TASK STATEMENT
Restate the data word for word and leave the images out.

WORKING DATA

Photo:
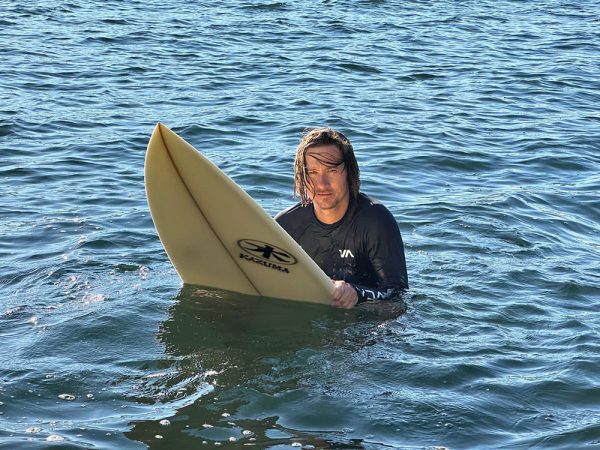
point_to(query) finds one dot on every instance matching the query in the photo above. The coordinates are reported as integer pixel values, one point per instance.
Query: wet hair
(318, 137)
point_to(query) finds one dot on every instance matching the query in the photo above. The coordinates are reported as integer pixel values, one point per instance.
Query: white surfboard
(216, 235)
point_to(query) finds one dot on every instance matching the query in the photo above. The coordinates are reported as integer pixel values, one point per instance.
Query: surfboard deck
(216, 235)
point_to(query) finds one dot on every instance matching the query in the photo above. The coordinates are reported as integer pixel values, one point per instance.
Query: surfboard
(216, 235)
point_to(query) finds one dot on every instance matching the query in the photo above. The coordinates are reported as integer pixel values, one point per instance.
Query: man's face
(328, 182)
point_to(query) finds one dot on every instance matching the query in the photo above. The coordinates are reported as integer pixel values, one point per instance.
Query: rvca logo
(346, 254)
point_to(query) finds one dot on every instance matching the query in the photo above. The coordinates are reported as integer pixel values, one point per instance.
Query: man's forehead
(324, 154)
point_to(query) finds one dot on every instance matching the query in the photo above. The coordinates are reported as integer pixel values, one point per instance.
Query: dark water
(475, 122)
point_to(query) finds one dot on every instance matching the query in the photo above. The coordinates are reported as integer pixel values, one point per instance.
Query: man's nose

SOLVED PROBLEM
Photo:
point_to(query) finds one dot on every instance matching the query in the photo above. The coordinates are reported as integer pixel values, one point per instance.
Query: wet hair
(318, 137)
point_to(query) finds one dot on every instance matching the query in the photo above. The coordinates are reported as integer pixel values, one point per instance.
Query: white surfboard
(216, 235)
point_to(query) finds one dot on every instance matching the query in the photo above. The coordinates are reported as integer pixel values, one point per instance.
Query: surfboard deck
(216, 235)
point_to(query) finds one dot on every instance matching the query in the photo above. The coordinates are reported as integer pixel values, one point per instance.
Query: surfboard
(216, 235)
point_to(query) finds one dot on every instance matching the query in the photo above. The coordinates are reported as integer pixel values, one point per instance.
Query: man's face
(328, 182)
point_to(query) finds one dot on every instance matching the query in the photo above. The coordinates are reported as integer pixel values, one point per instance.
Query: rvca logo
(346, 254)
point_to(query) finds one dot on every instance matching the query in the photo above. The coordinates are reported as integer pixel values, one point per instance.
Query: man's forehead
(324, 154)
point_to(query) finds one dot on every instance matching the query in the photo above. The coordinates are reported as integer pixel values, one point per instance.
Query: dark water
(475, 122)
point_to(query) finds one dot on every instance matching the query in the photo above. The coordinates are reported as integer pixel values, one point per instance.
Query: man's nose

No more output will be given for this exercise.